*Text*

The Weather and Everyone's Health
Wednesday, July 27, 2005
 
Study Suggest 'Food Monitors' Trigger Cravings

Day to Day, March 18, 2005 ยท NPR's Jon Hamilton reports on new scientific findings that suggest food cravings are the result of internal biological food monitors. Recent research in animals shows that this system sets off an alarm when certain key nutrients are missing from a meal.

Click the link and then the "listen" button to hear the story (4 mins) from NPR's website.

Basically, there's behavioral evidence that all kinds of animals can detect and respond to the presence (or absence, I guess) of certain amino acids in their diet, and now a mechanism for this detection has been located in yeast. It's speculated that the same (or a similar) mechanism is at work in animals.

This ties in to my post a few weeks ago about that vitamin deficiency website. According to the research, you don't develop cravings for vitamins/minerals that might be missing from your diet because there's no mechanism (hence scurvy, pellagra, etc.). That's why the vitamin deficiency website would be a helpful thing if it were accurate and easily navigable. On the other hand, according to this model you wouldn't need any such website or tool for amino acid deficiencies because you develop a craving for or gravitation toward foods that contain the amino acid you might be short on.

*Provided data*
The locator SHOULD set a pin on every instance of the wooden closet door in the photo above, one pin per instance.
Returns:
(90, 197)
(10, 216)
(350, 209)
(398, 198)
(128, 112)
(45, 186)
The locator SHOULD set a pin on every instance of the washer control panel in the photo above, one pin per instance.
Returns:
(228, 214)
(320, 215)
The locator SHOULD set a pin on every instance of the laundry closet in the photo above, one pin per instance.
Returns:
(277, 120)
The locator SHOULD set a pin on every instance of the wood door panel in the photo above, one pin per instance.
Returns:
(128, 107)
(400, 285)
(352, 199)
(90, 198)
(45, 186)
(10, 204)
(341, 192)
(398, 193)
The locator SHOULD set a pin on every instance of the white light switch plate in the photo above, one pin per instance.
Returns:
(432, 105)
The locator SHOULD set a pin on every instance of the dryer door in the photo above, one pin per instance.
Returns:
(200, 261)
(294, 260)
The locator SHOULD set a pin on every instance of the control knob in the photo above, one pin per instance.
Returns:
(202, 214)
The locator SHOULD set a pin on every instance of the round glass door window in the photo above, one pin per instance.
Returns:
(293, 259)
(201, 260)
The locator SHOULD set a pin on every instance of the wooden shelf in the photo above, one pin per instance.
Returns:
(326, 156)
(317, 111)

*Task directions*
Resume the blog post on food cravings and amino acid detection, starting after its final sentence.

*Solved problem*
I was kind of surprised that this research was so new; to me it's an old idea, but I guess it was just a matter of working out the mechanism

Of course, you have to be able to differentiate these from cravings that are just about sugar/starch, fat, and boredom.

I guess what would be helpful now is to identify sources of amino acids that might be "rarer" than others (esp. in a vegetarian diet) so that e.g. if I develop a craving for something awful like a donut (which probably doesn't net you much in the way of amino acids anyway), I can look it up and say "Oh, donuts are a good source of the amino acid lardokine, so that must be what I need. I see here that boogers are also high in lardokine but I know they're not as deathly caloric as donuts, so I'll just have a booger instead."

It's possible that the new food pyramid website has something like that. It's actually pretty helpful if you have the time to look around a bit.